▸ Task to complete
Images should be left out, and everything else in the listing reproduced exactly.

▸ Data provided
..........

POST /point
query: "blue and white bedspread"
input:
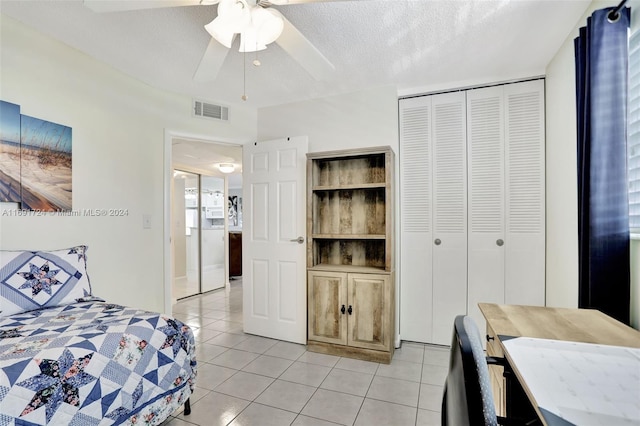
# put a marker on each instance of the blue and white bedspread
(93, 363)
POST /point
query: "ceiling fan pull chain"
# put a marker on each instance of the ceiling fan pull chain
(256, 61)
(244, 77)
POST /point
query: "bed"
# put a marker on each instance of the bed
(68, 357)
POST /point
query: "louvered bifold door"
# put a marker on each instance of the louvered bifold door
(485, 109)
(525, 194)
(449, 239)
(415, 226)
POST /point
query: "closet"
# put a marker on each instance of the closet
(472, 205)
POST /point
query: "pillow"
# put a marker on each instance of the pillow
(39, 279)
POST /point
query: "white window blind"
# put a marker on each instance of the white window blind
(633, 139)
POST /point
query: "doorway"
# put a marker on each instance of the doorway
(201, 219)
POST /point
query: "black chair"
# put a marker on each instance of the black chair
(467, 399)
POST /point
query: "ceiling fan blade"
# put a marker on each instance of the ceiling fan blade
(306, 54)
(127, 5)
(285, 2)
(211, 61)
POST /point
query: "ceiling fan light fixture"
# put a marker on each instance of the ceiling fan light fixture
(269, 24)
(236, 14)
(226, 167)
(222, 32)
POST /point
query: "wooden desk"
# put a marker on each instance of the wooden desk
(573, 325)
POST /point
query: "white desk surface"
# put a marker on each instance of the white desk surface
(579, 383)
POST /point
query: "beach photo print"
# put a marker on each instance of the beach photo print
(35, 161)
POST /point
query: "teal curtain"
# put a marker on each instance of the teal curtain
(601, 58)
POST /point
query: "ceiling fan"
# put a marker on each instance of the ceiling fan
(257, 23)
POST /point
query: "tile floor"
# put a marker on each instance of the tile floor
(246, 380)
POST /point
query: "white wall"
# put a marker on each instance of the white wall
(118, 148)
(562, 186)
(355, 120)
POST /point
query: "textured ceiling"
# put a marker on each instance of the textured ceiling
(416, 45)
(413, 44)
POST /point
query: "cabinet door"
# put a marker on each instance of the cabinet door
(449, 239)
(370, 318)
(327, 295)
(486, 198)
(525, 194)
(416, 236)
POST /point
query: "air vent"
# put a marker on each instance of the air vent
(207, 110)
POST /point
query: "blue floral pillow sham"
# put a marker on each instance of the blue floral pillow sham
(38, 279)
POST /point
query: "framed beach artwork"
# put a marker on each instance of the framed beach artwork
(40, 164)
(9, 152)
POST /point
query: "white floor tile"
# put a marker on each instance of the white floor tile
(286, 395)
(382, 413)
(333, 406)
(257, 414)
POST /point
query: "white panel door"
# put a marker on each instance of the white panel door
(416, 240)
(449, 201)
(525, 194)
(274, 260)
(486, 198)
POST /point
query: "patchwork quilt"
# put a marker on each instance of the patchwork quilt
(93, 363)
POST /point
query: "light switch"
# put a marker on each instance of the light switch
(146, 221)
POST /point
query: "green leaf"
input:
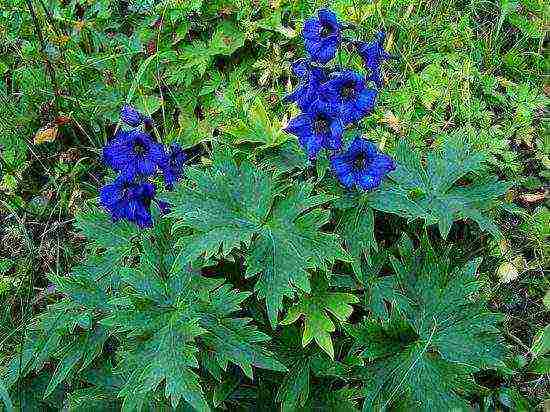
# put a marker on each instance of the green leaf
(431, 193)
(169, 356)
(356, 227)
(226, 39)
(290, 243)
(315, 309)
(257, 127)
(228, 206)
(4, 395)
(422, 357)
(224, 207)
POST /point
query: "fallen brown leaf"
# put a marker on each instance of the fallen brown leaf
(46, 134)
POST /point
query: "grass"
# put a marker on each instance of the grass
(473, 68)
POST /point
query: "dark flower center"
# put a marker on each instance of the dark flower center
(139, 148)
(321, 125)
(361, 162)
(125, 190)
(348, 90)
(326, 30)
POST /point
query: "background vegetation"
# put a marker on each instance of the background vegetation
(214, 72)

..........

▸ Result of this task
POST /point
query: "blue and white bedspread"
input:
# put a marker on each instance of the blue and white bedspread
(93, 363)
POST /point
query: "ceiling fan pull chain"
# put a marker on each instance of the ceiling fan pull chain
(256, 61)
(244, 77)
POST /point
query: "bed"
# put a marker on each instance of the bed
(68, 357)
POST /point
query: "louvered bifold door"
# put a marker on each instance of the louvered bifold door
(485, 109)
(525, 194)
(449, 239)
(415, 226)
POST /point
query: "closet"
# put a marker on each instance of the closet
(472, 205)
POST /point
query: "pillow"
# put a marker on each instance of the pillow
(39, 279)
POST /point
query: "white window blind"
# put a marker on each instance of the white window blind
(633, 139)
POST /point
query: "doorway"
# put a marker on each instance of the doorway
(201, 219)
POST /point
query: "black chair"
# put a marker on each instance of the black chair
(467, 399)
POST /point
query: "ceiling fan blade"
# put a marker on each instance of the ceiling fan blade
(306, 54)
(127, 5)
(285, 2)
(211, 61)
POST /point
query: "ceiling fan light fixture"
# put a marker on each instance of the ceiling fan light fixture
(269, 24)
(236, 14)
(226, 167)
(222, 32)
POST /point
query: "wooden desk"
# put a marker on each instance of the wooden desk
(573, 325)
POST /point
query: "white desk surface"
# put a marker on each instance of the white desk surface
(579, 383)
POST /point
query: "beach photo print"
# put a marker on each instance of the beach photo print
(35, 161)
POST /point
query: "teal curtain"
# put a marker on each instance of the teal curtain
(601, 58)
POST /point
query: "ceiling fan"
# put a marker on each instance of the ceiling fan
(257, 23)
POST /point
query: "tile floor"
# put a marker on each instance of the tile floor
(246, 380)
POST /point
query: "white wall"
# put a marker on each instance of the white wall
(118, 148)
(562, 186)
(355, 120)
POST /point
query: "textured ceiling"
# put a marker on each instance of the textured ceiling
(416, 45)
(413, 44)
POST /point
query: "cabinet door"
# put a marker on each instance of the cabinet door
(449, 239)
(370, 318)
(327, 295)
(486, 198)
(525, 194)
(416, 236)
POST /point
query: "air vent"
# put a marker on each instance of the air vent
(207, 110)
POST /point
query: "blue floral pillow sham"
# put a marker on each instance of the blue floral pillow sham
(38, 279)
POST /point
query: "framed beach artwork"
# put a marker on each instance of the framed beach artwork
(40, 164)
(9, 152)
POST /point
query: "white floor tile"
# put a marker on each instance of the white floor tile
(286, 395)
(382, 413)
(333, 406)
(257, 414)
POST /point
query: "white panel door"
# put a marker on each instance of the white panel door
(416, 240)
(449, 201)
(525, 194)
(274, 260)
(486, 198)
POST /point
query: "patchwork quilt"
# put a marker on each instance of the patchwork quilt
(93, 363)
POST /point
query: "light switch"
# put a marker on each instance of the light switch
(146, 221)
POST /point
query: "green leaf"
input:
# put a marker on each instance of the green leaf
(431, 193)
(169, 356)
(356, 227)
(226, 39)
(290, 243)
(315, 309)
(257, 127)
(228, 206)
(4, 395)
(422, 357)
(224, 207)
POST /point
query: "fallen brown leaf"
# put a marker on each instance of the fallen brown leaf
(46, 134)
POST /point
query: "grass"
# put a marker on each instance of the grass
(473, 68)
POST /point
query: "dark flower center"
# put a marker on each instance of the dark flower center
(139, 148)
(321, 125)
(361, 162)
(125, 190)
(348, 90)
(326, 30)
POST /point
query: "background vegetation"
# put a marker on each instance of the background vegetation
(214, 72)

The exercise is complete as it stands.